» Document text
(begin)

Governance reviews: trick or treat?

13 October 2023

As we approach Halloween, GGI chief executive Andrew Corbett-Nolan says it’s time to look into the darkest corners

Reviews are a fundamental tool of good governance. Pretty much universally, codes of governance recommend that every board should review its working arrangements every year, and every three years this should be externally facilitated to bring in an outside perspective.

GGI works in the reviews market, and indeed we would say that ‘every improvement journey begins with a review’. We could add that in any organisation claiming to be improvement-driven the same discipline should be applied to the board and that the annual and tri-annual reviews are the critical ‘S’ within their own ‘PDSA’ cycle.

So, as we approach Halloween what’s ‘this year’s black’ in the review market? GGI would say the bar has been raised, and any governance (or well-led or board effectiveness) review should look at those dark corners inhabited by potential ‘HILPs’ (high impact low probability events) – the sort of thing that can leap up from nowhere and subsume an organisation. The current list of tender areas would include Freedom to Speak Up, equality, diversity and inclusion (EDI), health and safety, sexual safety – parts of the board’s accountabilities usually pushed down to management and often brought to the board once a year rather than being an ongoing, everyday part of the contract between leaders and staff.

We look more now at impact and evaluate how the board has actually added value to the organisation and what the board can claim to have changed. Here we turn to King IV’s four meaningful outcomes – ethical culture, better control, value creation and legitimacy – as the high-level mission of every board.

(end)

» Information provided
(begin)

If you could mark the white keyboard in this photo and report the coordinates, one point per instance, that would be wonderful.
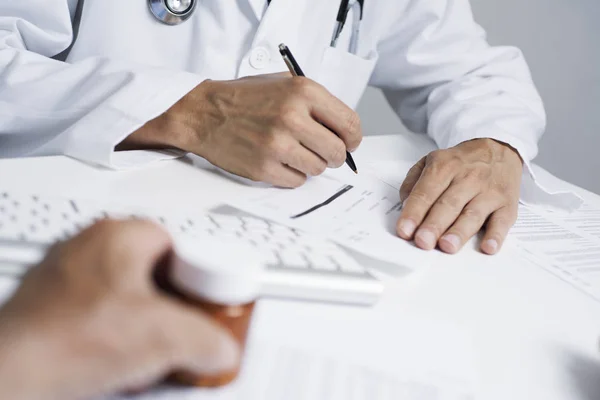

(end)

» What is asked
In the article on governance reviews, rewrite everything from "As we approach Halloween, GGI" down to "own ‘PDSA’ cycle.", renaming "board" to "council" throughout.

» Solution to the problem
As we approach Halloween, GGI chief executive Andrew Corbett-Nolan says it’s time to look into the darkest corners

Reviews are a fundamental tool of good governance. Pretty much universally, codes of governance recommend that every council should review its working arrangements every year, and every three years this should be externally facilitated to bring in an outside perspective.

GGI works in the reviews market, and indeed we would say that ‘every improvement journey begins with a review’. We could add that in any organisation claiming to be improvement-driven the same discipline should be applied to the council and that the annual and tri-annual reviews are the critical ‘S’ within their own ‘PDSA’ cycle.